### Text excerpt
──────────

Formatting Life’s Hard Drive:
The Structure of DNA and RNA

Sweet and Sour: the structure of nucleotides

In the previous issue, we sort of glossed over the structure of nucleic acids. This time we’re going to dig right in. Nucleic acids are polymers made up of nucleotides. Nucleotides are themselves fairly complex molecules, but as usual your Old Quantum Butcher is going to make it easy for you. A nucleotide is nothing more than a weak organic base connected to a five carbon sugar and a phosphate group. That’s it. The sugar in a nucleotide is either ribose, in which case you’ve got a ribonucleotide, or deoxyribose, in which case you’ve got a deoxyribonucleotide. The base can be one of five organic alkaloids—adenine, cytidine, uracil, thymidine or guanidine—A, C, T, G or U. The deoxyribonucleotides thus formed are called deoxyadenosine, deoxycytosine, deoxythymosine, and deoxyguanosine. If you're forming ribonucleotides you just say adenosine, etc. Uridine is used only as a ribonucleotide (which means it only shows up in RNA). The abbreviations for these nucleotides are A, C, T, G or U. The phosphate in the nucleotide is just that, a group composed of phosphorous bound to multiple oxygens. This phosphate group is acidic, which, as we discussed in Fundamentals I, just means that it can donate hydrogen to a water solution. Now, the bases in nucleotides, like all bases, can remove hyrdogen from solution, but these are weak bases, and the phosphate in nucleotides can donate hydrogens faster than the bases can suck it up—which means that solutions of nucleotides, or polymers of nucleotides, are on balance acidic.

Figure 4. Basic structure of nucleotides. All nucleotides are composed of a five carbon sugar, ribose or deoxyribose, bound to a phosphate group and an organic base. Different varieties of organic base yield different varieties of nucleotides.

──────────

### Exercise brief
According to the DNA and RNA structure text, what three parts make up a nucleotide?

### Supplied material
──────────

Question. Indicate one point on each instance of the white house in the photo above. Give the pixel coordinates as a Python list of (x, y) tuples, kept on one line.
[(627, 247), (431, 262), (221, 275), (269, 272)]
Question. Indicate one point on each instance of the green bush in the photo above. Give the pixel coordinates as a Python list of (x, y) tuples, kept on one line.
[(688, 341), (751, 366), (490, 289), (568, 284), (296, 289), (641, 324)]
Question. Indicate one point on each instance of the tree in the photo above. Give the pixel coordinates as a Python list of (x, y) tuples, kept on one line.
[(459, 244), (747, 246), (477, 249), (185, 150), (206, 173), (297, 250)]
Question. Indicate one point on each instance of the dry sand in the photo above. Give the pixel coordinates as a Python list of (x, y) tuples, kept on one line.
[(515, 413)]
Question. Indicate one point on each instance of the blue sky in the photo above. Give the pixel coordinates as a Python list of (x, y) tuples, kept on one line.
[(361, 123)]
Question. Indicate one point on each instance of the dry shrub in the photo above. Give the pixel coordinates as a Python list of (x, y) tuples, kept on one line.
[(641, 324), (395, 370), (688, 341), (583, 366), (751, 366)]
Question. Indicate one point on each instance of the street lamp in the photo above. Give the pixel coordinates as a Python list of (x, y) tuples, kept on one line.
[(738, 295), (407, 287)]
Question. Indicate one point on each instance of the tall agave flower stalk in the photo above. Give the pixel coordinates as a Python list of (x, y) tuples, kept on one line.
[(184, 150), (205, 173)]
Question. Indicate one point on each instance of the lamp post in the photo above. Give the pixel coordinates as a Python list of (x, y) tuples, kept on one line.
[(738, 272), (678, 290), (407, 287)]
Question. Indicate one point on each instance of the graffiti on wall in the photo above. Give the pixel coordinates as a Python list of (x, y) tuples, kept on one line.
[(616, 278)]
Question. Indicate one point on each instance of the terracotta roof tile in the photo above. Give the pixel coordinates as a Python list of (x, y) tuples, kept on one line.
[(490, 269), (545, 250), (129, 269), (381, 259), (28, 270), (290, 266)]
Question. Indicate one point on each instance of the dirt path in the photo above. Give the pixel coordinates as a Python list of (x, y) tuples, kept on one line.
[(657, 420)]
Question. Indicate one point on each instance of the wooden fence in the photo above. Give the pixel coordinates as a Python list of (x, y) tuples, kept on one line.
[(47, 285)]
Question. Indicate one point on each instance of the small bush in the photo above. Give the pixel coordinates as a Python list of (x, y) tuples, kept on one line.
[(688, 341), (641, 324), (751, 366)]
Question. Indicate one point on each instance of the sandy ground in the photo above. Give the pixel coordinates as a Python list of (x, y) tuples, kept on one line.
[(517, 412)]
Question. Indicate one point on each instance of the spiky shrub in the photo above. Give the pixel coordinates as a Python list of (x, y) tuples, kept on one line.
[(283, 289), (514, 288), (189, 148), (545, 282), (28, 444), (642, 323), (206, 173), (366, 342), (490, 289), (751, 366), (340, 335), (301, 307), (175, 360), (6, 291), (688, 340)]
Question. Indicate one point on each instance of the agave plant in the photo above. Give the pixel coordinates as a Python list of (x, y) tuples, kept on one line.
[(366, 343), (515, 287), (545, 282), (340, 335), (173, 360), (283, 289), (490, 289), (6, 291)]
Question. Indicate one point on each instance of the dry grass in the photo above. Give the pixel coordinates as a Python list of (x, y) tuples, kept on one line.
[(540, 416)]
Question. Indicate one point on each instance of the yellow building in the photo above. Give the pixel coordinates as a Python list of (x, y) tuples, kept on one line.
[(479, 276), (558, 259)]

──────────

### Problem solution
A weak organic base, a five-carbon sugar, and a phosphate group.